§ READING TEXT
******************************
1. The problem statement, all variables and given/known data
UT has jumped over a wall and unfortunately for her, she forgot to bring her sword. Her friend SS decided to shoot the sword to her with a bow. He can bend a bow and arrow so that it gets a potential energy of 179 Nm. It seemed that Ut landed 9 meters behind the wall; a house was standing in the way. We know that the wall is 14 meters high. So, from which angle must SS shoot the arrow so that UT receives her sword quietly in her hands? ( Both Ut and her hand will be 2.4 meters above ground when she receives the sword, the sword weighs 1280 grams). Do we need more assumptions to solve the problem?

2. Relevant equations
W= mgh

3. The attempt at a solution
I started by calculating how much energy that was needed to get the sword to the top of the wall.
W= 1.28 kg * 9.82 *14 = 176 Nm. He can bend the bow with a 179 Nm potential, that means he can get it over to the wall.

I couldn't figure out more than this, don't really understand how get the right angle and what other assumptions might be.

Last edited: Mar 28, 2017
2. Mar 28, 2017

### Superman123

Could other assumptions be the length of UT and SS?
******************************
§ RECORDS SUPPLIED
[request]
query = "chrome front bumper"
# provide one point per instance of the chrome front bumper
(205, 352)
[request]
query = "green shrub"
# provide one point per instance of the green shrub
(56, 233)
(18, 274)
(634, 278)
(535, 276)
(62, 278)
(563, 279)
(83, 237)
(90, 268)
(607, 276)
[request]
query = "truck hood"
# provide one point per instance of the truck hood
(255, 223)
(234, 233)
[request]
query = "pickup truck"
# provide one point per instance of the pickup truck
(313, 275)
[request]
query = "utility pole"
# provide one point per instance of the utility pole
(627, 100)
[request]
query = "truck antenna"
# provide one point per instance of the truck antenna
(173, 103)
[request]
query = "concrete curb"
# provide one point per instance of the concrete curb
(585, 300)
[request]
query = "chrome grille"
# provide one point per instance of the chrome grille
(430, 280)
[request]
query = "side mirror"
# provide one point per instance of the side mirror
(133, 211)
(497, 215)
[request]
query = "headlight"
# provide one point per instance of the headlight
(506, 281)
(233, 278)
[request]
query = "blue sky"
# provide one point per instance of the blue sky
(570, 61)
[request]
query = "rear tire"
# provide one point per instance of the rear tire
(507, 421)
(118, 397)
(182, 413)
******************************
§ DIRECTIVES
• A. Copy every one of the records that follow the physics thread, line for line and with no changes.
• B. Carry on the forum thread about shooting the sword over the wall, starting right after its last line.

§ ANSWERS FOR THE TASKS
• A.
[request]
query = "chrome front bumper"
# provide one point per instance of the chrome front bumper
(205, 352)
[request]
query = "green shrub"
# provide one point per instance of the green shrub
(56, 233)
(18, 274)
(634, 278)
(535, 276)
(62, 278)
(563, 279)
(83, 237)
(90, 268)
(607, 276)
[request]
query = "truck hood"
# provide one point per instance of the truck hood
(255, 223)
(234, 233)
[request]
query = "pickup truck"
# provide one point per instance of the pickup truck
(313, 275)
[request]
query = "utility pole"
# provide one point per instance of the utility pole
(627, 100)
[request]
query = "truck antenna"
# provide one point per instance of the truck antenna
(173, 103)
[request]
query = "concrete curb"
# provide one point per instance of the concrete curb
(585, 300)
[request]
query = "chrome grille"
# provide one point per instance of the chrome grille
(430, 280)
[request]
query = "side mirror"
# provide one point per instance of the side mirror
(133, 211)
(497, 215)
[request]
query = "headlight"
# provide one point per instance of the headlight
(506, 281)
(233, 278)
[request]
query = "blue sky"
# provide one point per instance of the blue sky
(570, 61)
[request]
query = "rear tire"
# provide one point per instance of the rear tire
(507, 421)
(118, 397)
(182, 413)

• B.
Last edited: Mar 28, 2017
3. Mar 28, 2017

### haruspex

You are given the height at which UT is to catch the sword, but not the height it is fired from.
That doesn't help much. If all the energy were used merely getting it there then there would no KE left to propel the sword the remaining horizontal 9m.

You have to start by assigning some variable names to unknowns. We might be able to eliminate these later.
What extra parameters do you need in order to deduce the trajectory?

4. Mar 30, 2017

### Superman123

Well, if we suppose that SS height when he realises the bow is 2.6 meters. That would help us in reducing the work needed to get the sword to the top of the wall (143 Nm). Still, as you've said, the energy left(36 Nm) is not enough for the 9 horizontal meters.
The first unknown variable is the angle from which the sword should be shot. we can call it . Other variables might be how far SS should stand away from the wall, β. I am not sure, but if he is standing in the right position, it might reduce the work needed.

Is there a specific equation that might help with reducing the trajectory?

5. Mar 30, 2017

### haruspex

Are you sure? How did you deduce that?
Good.
Just find an equation for the velocity needed, given the extra unknowns you introduced, then optimise.

6. Mar 30, 2017

### Superman123

I could deduce the energy by subtracting the height that assumed the height of SS when he shoots the bow(2.6). 14-2.6= 11.4 meters
W= 11.4*9.82*1.28≈143 , 179-143= 36 Nm left.

About formulae. Well there is vf2 = vi2 + 2*a•d and
vfy2 = viy2 + 2*ay•y .
One problem I have is how to progress with them. I know d (2.6) I know vi2 (0), but if I am unsure if they're the right ones or if I am using them correctly. What formula do you suggest?

7. Mar 30, 2017

### haruspex

You have to consider the horizontal motion. And don't plug in any numbers yet... much better to work purely symbolically.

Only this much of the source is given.